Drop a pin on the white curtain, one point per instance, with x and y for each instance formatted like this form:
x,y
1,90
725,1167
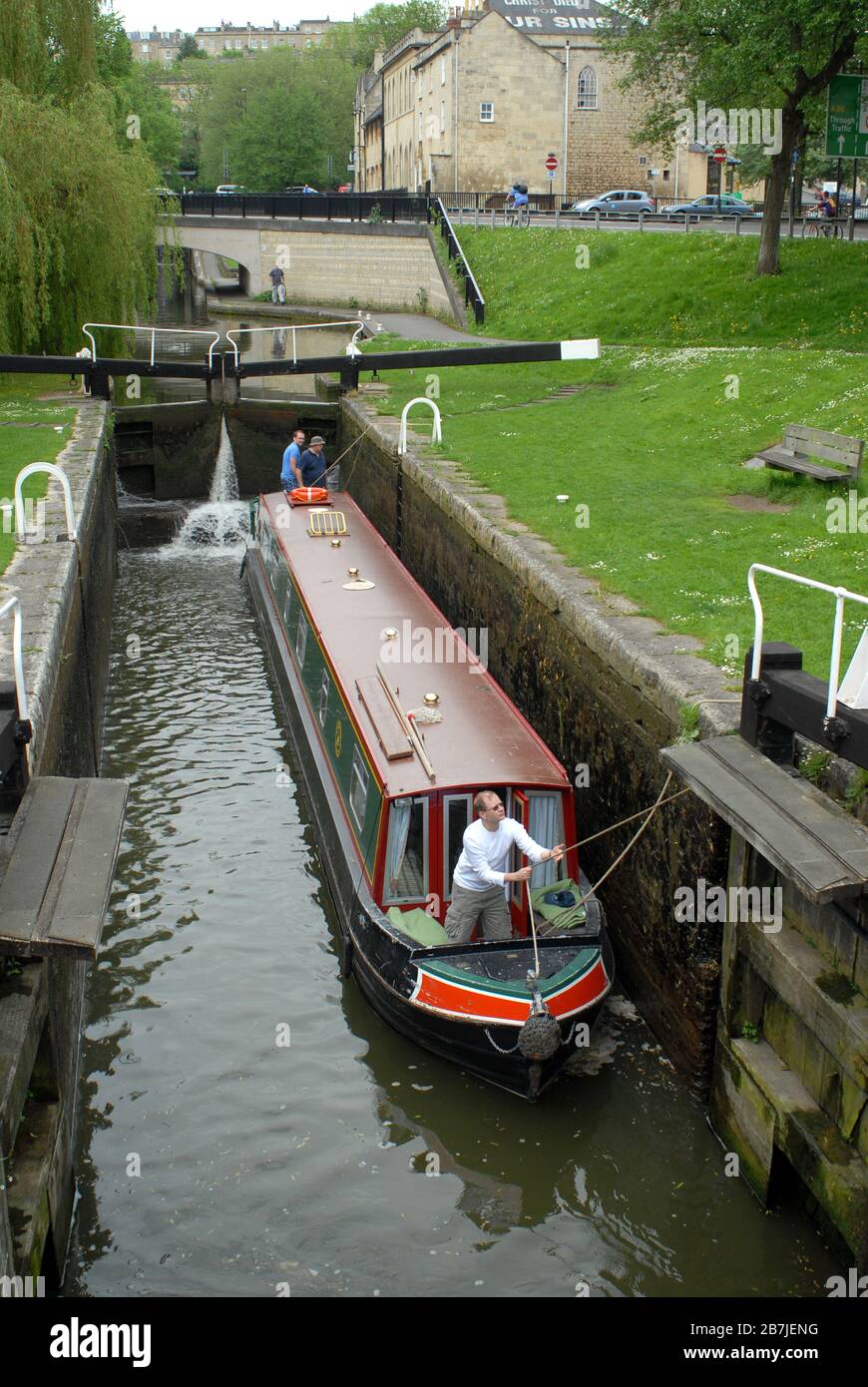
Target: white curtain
x,y
398,832
544,828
★ ★ ★ ★
Copy out every line of the listing above verbatim, omitting the picture.

* _THE OUTPUT_
Drop a pin on the white curtain, one point per instance, with x and y for each instance formatted like this form:
x,y
1,90
725,1167
Target: white curtain
x,y
398,832
544,828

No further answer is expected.